### Text shown
◆ ◆ ◆ ◆

9. The next question that arises for consideration is whether the election petition can be said to be vitiated as it does not contain a concise statement of the material facts on which the petitioner relies. Section 83(1)(a) of the Act enjoins that an election petition shall contain a concise statement of material facts on which the petitioner relies. Respondent No. 1 in his written statement has averred that the petition does not contain a concise statement of material facts of the allegations and the allegations regarding illegality and irregularity in counting are vague and unspecific and the detailed particulars of the votes disclosing the exact number of ballot papers and particulars of illegality or irregularity committed with respect to each individual ballot paper either in accepting it or in rejecting it have not been given and the petition is liable to be dismissed on that score alone. This question came up for consideration before the Supreme Court in the case of Samant N. Balakrishna v. George Fernandez, AIR 1969 SC 1201. Hidayatullah, C.J., who delivered the judgment very lucidly brought out the distinction between "material facts" and "particulars". After considering the provisions of Sections 81, 83 and 86 as well as of Sections 100 and 101 of the Act, it was observed (at page 1212 of AIR 1969 SC) :--

"..... Section 83 then provides that the election petition must contain a concise statement of the material facts on which the petitioner relies and further that he must also set forth full particulars of any corrupt practice that the petitioner alleges including as full a statement as possible if the names of the parties alleged to have committed such corrupt practice and the date and place of the commission of each such practice. The section is mandatory and requires first a concise statement of material facts and then requires the fullest possible particulars. What is the difference between 'material facts' and particulars? The word 'material' shows that the facts necessary to formulate a complete cause of action must be stated. Omission of a single material fact leads to an incomplete cause of action and the statement of claim becomes bad. The function of particulars is to present as full a picture of the cause of action with such further information in detail as to make the opposite party understand the case he will have to meet. There may be some overlapping between material facts and particulars but the two are quite distinct. ....."

In the case of Manphul Singh v. Surinder Singh, AIR 1973 SC 2158, the provisions of Section 83(1) of the Act and Order 6, Rule 2, Code of Civil Procedure, came up for consideration. It has been held by their Lordships that under Section 83(1)(a) of the Act, an election petition is required to contain a concise statement of material facts on which the petitioner relies and not the full particulars, which is the requirement of Section 83(1)(b). Their Lordships have further held that to hold that an election petition should contain not only the material facts, but also the evidence on which he relies to prove those material facts would be directly contrary to the provision of Order 6, Rule 2 of the Code of Civil Procedure and the said provision applies to all election petitions.

◆ ◆ ◆ ◆

### Listed entries
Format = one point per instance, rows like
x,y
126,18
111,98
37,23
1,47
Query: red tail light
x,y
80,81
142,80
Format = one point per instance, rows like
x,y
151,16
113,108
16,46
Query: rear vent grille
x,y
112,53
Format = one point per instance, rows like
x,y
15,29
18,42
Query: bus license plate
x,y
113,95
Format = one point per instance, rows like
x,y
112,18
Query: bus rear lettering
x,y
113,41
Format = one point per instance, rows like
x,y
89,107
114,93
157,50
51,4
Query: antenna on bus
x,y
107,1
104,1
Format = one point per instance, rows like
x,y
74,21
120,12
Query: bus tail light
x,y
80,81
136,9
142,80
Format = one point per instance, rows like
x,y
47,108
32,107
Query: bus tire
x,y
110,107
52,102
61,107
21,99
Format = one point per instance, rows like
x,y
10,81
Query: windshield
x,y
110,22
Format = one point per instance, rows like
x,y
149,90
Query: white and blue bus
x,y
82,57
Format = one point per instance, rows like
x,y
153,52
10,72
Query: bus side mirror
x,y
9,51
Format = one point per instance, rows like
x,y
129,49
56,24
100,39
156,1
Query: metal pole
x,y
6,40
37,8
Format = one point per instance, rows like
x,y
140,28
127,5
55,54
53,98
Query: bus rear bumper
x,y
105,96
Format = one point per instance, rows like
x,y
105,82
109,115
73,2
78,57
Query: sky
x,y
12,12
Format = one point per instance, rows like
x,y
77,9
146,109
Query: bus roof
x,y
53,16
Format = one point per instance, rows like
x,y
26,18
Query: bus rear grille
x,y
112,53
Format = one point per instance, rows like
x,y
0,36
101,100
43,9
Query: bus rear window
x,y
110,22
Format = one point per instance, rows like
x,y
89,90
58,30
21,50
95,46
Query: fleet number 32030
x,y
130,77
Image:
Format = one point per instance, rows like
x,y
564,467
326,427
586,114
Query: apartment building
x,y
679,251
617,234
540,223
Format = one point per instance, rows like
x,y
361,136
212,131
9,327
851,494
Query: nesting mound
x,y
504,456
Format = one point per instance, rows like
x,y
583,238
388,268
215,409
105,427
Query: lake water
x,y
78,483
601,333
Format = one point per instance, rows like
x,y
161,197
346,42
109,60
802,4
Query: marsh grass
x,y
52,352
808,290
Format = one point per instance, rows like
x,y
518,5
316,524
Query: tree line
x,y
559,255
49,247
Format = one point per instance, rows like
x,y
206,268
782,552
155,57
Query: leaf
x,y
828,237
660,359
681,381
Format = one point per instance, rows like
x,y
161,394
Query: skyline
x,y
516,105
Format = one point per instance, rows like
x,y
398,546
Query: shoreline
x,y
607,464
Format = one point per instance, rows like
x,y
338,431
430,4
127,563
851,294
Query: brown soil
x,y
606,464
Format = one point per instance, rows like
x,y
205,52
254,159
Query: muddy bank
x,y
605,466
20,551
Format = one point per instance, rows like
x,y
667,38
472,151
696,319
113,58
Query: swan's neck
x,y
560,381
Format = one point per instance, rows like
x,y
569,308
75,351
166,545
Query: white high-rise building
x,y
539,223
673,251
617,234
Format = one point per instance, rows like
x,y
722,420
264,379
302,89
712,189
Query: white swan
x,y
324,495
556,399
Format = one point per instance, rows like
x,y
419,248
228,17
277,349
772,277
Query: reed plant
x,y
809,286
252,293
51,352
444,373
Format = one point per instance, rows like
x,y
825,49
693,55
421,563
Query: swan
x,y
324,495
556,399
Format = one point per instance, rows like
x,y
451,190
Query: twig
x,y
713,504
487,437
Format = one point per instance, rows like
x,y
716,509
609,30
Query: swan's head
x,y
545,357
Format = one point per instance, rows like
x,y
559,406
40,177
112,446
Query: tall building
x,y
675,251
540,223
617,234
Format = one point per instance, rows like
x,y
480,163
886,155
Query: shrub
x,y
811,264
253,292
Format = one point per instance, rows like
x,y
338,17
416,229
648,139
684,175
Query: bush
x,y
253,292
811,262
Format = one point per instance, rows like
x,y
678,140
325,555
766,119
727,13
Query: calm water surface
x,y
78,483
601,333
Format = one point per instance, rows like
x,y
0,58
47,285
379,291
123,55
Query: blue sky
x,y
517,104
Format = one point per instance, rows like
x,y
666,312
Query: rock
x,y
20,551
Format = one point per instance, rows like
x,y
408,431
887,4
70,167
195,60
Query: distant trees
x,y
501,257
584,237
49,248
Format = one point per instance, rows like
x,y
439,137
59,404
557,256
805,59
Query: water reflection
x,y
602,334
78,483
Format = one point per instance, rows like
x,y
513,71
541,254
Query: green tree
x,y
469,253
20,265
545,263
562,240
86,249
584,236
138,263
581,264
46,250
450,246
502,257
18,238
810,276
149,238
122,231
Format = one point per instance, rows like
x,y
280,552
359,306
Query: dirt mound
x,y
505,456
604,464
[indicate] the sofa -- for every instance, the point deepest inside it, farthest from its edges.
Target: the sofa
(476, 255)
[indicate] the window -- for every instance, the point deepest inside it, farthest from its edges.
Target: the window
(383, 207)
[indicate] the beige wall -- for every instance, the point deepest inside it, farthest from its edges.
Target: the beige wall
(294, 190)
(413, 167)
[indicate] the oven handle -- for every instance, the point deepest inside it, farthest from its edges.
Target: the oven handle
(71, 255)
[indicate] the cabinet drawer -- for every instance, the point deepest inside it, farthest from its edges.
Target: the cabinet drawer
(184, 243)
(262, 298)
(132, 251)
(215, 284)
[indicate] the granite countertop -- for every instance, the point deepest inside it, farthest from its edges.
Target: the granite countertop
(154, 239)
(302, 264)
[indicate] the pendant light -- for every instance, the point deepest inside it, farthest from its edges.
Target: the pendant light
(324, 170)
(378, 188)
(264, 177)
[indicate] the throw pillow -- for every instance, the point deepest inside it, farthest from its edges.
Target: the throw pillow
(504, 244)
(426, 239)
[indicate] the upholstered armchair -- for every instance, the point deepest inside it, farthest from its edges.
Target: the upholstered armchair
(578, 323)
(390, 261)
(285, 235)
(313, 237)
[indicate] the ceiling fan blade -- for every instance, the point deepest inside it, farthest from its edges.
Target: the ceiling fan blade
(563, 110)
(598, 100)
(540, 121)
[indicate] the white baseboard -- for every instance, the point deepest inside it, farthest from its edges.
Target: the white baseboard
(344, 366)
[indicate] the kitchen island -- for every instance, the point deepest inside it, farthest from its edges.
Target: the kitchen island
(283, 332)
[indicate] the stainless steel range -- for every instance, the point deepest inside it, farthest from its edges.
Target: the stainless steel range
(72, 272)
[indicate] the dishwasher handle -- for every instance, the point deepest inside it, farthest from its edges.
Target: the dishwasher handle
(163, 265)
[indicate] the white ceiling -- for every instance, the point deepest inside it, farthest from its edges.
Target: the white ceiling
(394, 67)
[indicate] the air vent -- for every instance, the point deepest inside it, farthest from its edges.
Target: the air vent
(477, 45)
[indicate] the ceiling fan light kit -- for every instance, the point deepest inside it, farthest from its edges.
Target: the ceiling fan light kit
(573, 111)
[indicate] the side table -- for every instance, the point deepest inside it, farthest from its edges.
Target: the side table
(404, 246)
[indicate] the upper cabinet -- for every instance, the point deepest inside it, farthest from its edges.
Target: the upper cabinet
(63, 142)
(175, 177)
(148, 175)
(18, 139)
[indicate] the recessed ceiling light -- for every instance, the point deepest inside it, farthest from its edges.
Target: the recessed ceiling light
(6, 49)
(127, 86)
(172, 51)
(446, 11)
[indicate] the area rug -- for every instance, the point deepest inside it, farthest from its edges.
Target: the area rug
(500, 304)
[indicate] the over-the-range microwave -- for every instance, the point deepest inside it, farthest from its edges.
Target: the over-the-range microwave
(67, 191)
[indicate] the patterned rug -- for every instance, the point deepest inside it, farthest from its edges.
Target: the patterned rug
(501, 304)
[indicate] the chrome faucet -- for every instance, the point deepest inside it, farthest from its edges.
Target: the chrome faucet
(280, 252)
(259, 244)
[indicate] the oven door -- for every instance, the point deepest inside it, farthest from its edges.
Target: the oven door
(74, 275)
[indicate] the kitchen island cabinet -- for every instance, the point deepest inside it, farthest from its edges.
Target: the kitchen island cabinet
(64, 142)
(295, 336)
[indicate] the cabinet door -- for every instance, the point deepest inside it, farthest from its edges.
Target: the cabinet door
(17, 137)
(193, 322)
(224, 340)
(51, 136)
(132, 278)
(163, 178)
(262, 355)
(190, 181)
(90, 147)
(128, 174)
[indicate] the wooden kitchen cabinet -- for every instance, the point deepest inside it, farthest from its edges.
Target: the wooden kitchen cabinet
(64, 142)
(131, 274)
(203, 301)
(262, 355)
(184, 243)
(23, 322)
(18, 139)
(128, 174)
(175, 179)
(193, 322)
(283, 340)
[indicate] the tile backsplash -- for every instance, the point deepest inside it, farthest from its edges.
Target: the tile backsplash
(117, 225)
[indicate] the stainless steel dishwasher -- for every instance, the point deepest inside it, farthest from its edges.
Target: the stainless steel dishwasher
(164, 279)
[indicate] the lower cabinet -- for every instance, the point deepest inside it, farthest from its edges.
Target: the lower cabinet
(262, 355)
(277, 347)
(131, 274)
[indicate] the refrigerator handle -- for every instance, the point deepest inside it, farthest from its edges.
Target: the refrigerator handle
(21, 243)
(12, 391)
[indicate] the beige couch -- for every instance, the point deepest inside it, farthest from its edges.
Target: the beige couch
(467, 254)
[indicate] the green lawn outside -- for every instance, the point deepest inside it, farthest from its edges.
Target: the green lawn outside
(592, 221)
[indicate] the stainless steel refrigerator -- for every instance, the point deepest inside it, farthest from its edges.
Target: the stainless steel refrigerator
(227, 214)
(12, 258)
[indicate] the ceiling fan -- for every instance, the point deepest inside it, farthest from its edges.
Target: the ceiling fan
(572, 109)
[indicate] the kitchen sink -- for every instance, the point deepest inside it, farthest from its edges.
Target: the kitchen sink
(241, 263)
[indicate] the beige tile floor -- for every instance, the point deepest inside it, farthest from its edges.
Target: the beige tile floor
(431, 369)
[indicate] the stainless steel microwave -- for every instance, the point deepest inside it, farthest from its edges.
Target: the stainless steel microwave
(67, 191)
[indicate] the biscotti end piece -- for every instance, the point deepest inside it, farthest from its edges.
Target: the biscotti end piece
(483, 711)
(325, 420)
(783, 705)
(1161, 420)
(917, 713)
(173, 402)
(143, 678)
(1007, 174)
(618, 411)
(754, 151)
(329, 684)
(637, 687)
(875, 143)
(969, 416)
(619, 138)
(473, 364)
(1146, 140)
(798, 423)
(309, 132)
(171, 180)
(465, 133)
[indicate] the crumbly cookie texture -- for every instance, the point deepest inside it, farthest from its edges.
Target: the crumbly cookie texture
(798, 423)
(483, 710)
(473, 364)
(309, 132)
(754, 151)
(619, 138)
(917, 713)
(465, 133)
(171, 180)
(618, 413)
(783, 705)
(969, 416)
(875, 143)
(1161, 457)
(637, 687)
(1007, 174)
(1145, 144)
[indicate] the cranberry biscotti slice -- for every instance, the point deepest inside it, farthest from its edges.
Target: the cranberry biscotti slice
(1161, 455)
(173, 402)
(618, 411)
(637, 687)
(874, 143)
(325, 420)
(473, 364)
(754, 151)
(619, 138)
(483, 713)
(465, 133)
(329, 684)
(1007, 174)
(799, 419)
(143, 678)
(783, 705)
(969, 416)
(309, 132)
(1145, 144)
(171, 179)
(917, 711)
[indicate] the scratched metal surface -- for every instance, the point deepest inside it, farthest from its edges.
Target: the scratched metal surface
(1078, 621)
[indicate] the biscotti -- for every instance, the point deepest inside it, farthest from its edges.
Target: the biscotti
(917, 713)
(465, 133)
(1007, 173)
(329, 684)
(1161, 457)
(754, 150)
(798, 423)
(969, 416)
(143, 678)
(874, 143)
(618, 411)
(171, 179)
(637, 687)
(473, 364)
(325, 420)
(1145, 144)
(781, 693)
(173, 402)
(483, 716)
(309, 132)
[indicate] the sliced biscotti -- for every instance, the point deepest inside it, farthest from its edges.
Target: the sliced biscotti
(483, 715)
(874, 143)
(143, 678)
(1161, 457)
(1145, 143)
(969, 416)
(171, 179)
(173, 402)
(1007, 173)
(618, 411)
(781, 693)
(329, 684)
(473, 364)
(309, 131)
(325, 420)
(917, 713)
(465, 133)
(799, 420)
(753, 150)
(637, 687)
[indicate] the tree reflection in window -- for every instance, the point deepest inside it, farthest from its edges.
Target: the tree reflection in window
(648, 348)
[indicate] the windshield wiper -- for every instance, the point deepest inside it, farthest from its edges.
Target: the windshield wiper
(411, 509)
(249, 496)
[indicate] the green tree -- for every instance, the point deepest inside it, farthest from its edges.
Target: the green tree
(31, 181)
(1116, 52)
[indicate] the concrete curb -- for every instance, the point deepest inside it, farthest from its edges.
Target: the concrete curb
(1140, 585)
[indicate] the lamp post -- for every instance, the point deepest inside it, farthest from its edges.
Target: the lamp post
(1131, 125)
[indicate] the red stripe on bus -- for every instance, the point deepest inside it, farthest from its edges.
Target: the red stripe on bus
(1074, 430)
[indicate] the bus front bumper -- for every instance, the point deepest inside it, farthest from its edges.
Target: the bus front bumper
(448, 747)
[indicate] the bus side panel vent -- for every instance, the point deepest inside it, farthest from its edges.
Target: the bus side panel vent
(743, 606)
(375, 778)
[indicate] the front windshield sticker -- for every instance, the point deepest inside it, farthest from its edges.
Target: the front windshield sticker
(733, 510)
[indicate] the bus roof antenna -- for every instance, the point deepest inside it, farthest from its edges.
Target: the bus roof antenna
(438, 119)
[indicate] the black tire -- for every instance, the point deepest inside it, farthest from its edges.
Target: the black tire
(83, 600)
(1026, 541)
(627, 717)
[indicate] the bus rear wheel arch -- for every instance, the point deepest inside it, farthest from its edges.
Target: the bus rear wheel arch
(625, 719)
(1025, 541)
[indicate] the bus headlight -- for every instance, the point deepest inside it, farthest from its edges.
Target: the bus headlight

◆ ◆ ◆ ◆

### Set task 1
Copy the part of the election petition passage above that starts at "In the case of Manphul" and ends at "all election petitions.", keeping every word the same.
### Set task 2
Pull out each line of the entries that contains the word "crumbly".

### Right answer 1
In the case of Manphul Singh v. Surinder Singh, AIR 1973 SC 2158, the provisions of Section 83(1) of the Act and Order 6, Rule 2, Code of Civil Procedure, came up for consideration. It has been held by their Lordships that under Section 83(1)(a) of the Act, an election petition is required to contain a concise statement of material facts on which the petitioner relies and not the full particulars, which is the requirement of Section 83(1)(b). Their Lordships have further held that to hold that an election petition should contain not only the material facts, but also the evidence on which he relies to prove those material facts would be directly contrary to the provision of Order 6, Rule 2 of the Code of Civil Procedure and the said provision applies to all election petitions.

### Right answer 2
[indicate] the crumbly cookie texture -- for every instance, the point deepest inside it, farthest from its edges.
Target: the crumbly cookie texture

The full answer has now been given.